# Goal of the exercise
Of the entries below, return only those lines from the line with "Query: black shoe" to the line with "Query: car windshield", exactly, both included.

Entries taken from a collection
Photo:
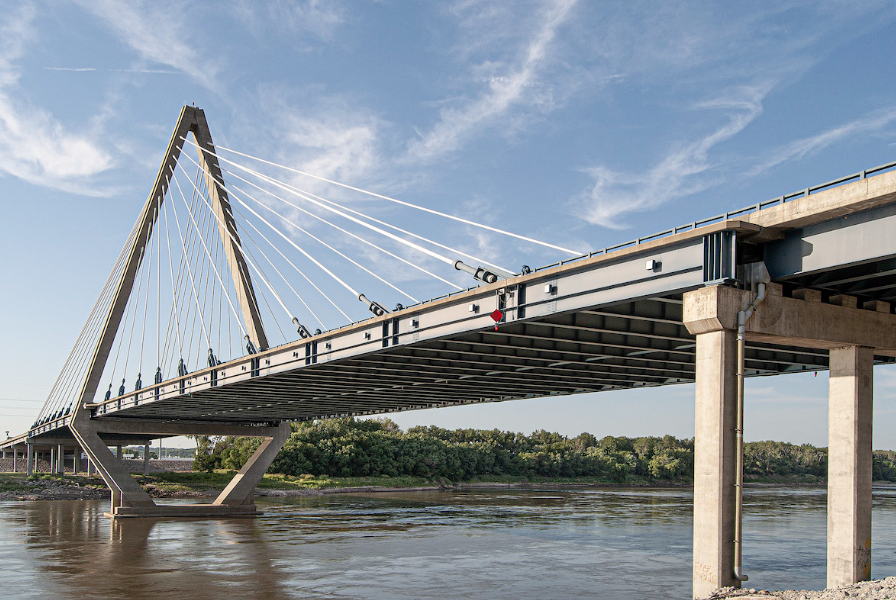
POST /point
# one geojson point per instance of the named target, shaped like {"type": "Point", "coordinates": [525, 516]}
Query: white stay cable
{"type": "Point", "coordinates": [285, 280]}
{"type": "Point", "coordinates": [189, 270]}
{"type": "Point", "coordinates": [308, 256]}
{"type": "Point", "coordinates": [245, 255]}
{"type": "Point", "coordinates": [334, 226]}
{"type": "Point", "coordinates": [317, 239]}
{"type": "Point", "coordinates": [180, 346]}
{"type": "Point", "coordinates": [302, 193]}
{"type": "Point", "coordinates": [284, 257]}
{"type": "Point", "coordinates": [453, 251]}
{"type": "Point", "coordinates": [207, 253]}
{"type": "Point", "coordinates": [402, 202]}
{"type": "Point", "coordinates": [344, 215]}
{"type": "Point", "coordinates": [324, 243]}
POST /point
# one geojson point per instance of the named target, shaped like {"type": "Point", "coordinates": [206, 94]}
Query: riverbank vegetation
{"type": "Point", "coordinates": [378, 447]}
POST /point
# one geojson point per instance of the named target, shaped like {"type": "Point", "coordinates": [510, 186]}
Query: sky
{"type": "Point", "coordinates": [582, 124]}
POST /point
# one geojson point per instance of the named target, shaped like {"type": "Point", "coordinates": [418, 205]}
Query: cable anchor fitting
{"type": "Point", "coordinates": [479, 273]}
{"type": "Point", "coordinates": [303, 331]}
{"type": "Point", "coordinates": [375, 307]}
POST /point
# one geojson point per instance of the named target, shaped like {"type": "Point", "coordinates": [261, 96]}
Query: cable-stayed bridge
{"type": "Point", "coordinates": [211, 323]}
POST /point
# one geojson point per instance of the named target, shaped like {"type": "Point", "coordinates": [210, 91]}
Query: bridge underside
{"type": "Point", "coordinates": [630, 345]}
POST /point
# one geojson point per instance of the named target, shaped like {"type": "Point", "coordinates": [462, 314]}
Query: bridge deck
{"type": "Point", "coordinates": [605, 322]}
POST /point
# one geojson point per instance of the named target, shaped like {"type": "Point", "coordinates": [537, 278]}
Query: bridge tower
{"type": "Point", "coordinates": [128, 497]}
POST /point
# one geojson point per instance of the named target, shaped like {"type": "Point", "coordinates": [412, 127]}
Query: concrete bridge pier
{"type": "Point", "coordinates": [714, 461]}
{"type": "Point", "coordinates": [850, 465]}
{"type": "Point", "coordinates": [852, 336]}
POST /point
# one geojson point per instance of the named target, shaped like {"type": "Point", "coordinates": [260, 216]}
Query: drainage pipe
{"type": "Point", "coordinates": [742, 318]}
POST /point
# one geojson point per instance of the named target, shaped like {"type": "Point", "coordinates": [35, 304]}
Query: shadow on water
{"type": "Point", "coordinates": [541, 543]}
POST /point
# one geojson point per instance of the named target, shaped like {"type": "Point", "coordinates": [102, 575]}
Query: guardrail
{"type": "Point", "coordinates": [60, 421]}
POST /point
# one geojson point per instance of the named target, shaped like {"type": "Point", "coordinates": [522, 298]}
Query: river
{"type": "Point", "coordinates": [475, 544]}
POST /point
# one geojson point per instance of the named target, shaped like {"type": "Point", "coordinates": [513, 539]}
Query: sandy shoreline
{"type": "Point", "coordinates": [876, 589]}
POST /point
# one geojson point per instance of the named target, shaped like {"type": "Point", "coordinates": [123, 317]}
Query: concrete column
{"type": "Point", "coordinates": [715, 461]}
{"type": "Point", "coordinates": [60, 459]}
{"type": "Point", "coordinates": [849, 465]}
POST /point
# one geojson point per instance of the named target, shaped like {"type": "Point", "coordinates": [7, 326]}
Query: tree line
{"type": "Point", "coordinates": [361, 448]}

...

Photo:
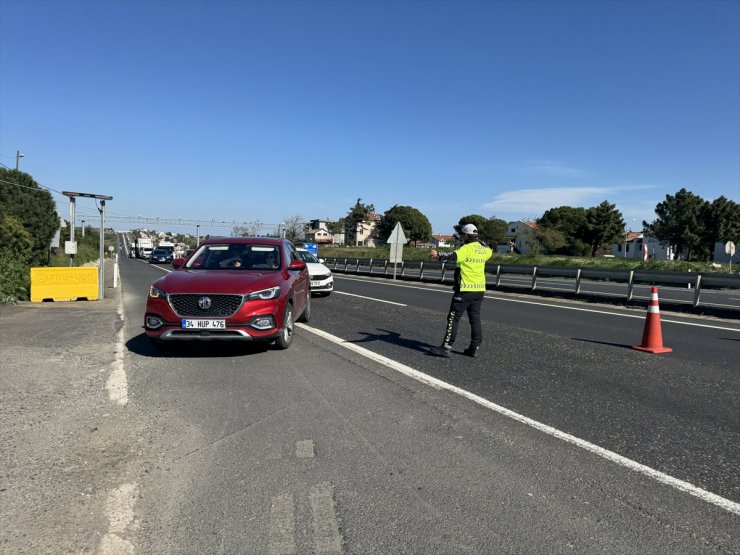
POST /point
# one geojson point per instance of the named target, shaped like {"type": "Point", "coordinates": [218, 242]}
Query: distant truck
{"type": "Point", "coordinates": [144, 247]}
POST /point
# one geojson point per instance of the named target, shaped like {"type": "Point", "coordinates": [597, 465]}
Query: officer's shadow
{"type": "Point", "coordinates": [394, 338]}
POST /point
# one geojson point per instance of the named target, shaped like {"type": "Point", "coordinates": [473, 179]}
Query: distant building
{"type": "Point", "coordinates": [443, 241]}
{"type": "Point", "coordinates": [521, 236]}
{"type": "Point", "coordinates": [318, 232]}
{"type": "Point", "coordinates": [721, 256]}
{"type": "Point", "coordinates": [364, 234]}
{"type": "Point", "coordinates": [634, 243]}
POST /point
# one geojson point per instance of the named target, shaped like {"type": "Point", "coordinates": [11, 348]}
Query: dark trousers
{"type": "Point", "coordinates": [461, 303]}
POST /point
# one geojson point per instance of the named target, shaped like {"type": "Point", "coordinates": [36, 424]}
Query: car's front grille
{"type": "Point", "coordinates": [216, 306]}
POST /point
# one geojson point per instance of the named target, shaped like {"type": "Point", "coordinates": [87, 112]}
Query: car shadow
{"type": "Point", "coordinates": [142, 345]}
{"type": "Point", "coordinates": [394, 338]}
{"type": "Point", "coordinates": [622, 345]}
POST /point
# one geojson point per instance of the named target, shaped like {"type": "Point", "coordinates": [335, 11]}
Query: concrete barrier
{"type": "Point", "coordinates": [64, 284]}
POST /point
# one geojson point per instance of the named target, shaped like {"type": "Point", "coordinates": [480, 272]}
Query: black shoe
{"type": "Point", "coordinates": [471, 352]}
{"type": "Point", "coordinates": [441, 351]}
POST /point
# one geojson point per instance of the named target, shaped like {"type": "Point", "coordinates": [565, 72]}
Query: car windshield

# Problem solution
Query: black shoe
{"type": "Point", "coordinates": [471, 352]}
{"type": "Point", "coordinates": [441, 351]}
POST /point
# one geojson point per instance of the named target, shaped like {"type": "Point", "coordinates": [565, 72]}
Query: car windshield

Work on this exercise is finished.